Российская археология — отличный инструмент мягкой силы, уверен Алексей Янковский, но нужна поддержка от государства
Находки, которые могут перевернуть представления о Библии. Древние языки, на которых никто не говорит уже четыре тысячи лет. Гордые и свободолюбивые арабские племена, враждующие между собой.
Простоватые и хвастливые американцы. Все это — жизнь российских археологов в Ираке. Ребята отчаянно нуждаются в финансовой поддержке, которая может помочь им найти новую Трою... Или нечто большее! Об этом — в интервью научного сотрудника РАН Алексея Янковского-Дьяконова, возглавляющего российскую экспедицию в Южном Ираке, на территории так называемых Болот, где в древние времена жили загадочные шумеры.— Спросим сразу прямо: хорошо ли живется археологам в России? А в США или Германии?..

## Исходные данные:
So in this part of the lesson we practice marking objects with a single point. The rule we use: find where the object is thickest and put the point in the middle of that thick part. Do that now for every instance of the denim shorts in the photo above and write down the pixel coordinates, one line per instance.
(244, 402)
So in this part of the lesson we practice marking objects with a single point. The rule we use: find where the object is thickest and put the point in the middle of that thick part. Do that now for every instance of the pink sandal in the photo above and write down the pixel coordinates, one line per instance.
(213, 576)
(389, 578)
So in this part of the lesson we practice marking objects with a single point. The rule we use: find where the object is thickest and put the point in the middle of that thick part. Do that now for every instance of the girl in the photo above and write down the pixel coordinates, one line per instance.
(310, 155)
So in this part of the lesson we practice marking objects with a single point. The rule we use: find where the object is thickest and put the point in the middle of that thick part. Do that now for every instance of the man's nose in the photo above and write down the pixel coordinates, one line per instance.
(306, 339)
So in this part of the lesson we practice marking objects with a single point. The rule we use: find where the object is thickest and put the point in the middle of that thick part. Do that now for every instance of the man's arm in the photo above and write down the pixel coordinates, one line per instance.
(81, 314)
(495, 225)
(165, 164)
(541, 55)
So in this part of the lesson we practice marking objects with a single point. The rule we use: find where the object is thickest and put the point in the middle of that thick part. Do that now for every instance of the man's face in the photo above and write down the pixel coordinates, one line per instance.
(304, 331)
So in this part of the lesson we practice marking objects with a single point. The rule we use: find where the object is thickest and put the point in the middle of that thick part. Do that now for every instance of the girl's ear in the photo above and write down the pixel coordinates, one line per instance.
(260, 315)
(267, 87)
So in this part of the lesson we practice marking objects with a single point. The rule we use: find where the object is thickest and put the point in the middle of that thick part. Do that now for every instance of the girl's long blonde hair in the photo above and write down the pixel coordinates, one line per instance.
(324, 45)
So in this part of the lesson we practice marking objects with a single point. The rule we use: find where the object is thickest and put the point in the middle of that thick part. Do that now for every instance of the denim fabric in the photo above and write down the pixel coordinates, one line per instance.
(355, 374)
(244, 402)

## Задание 1:
Выпишите из фрагмента интервью о российских археологах в Ираке все страны, названные в нем существительными.
## Задание 2:
Продолжите текст интервью о российской экспедиции в Южном Ираке начиная с места сразу после его последней фразы.

## Результат 1:
Ирак, Россия, США, Германия

## Результат 2:
— В России у археологов немало проблем, о которых здесь коротко не скажешь. В первую очередь, это, конечно, очень небольшое, почти отсутствующее финансирование плановых раскопок, то есть таких, которые намечены для решения каких-то проблем нашей истории, а не потому, что строители решили именно в этом месте построить дорогу или гостиницу. Но и охранная археология у нас, к сожалению, под угрозой — законодатели пока склонны больше защищать интересы строителей, а не культурное наследие.
Кроме того, в России совсем нет системы финансирования зарубежных раскопок, хотя специалисты — и археологи, и дипломаты — хорошо знают, что это важный ресурс для укрепления внешних связей нашей страны и ее долгосрочной репутации.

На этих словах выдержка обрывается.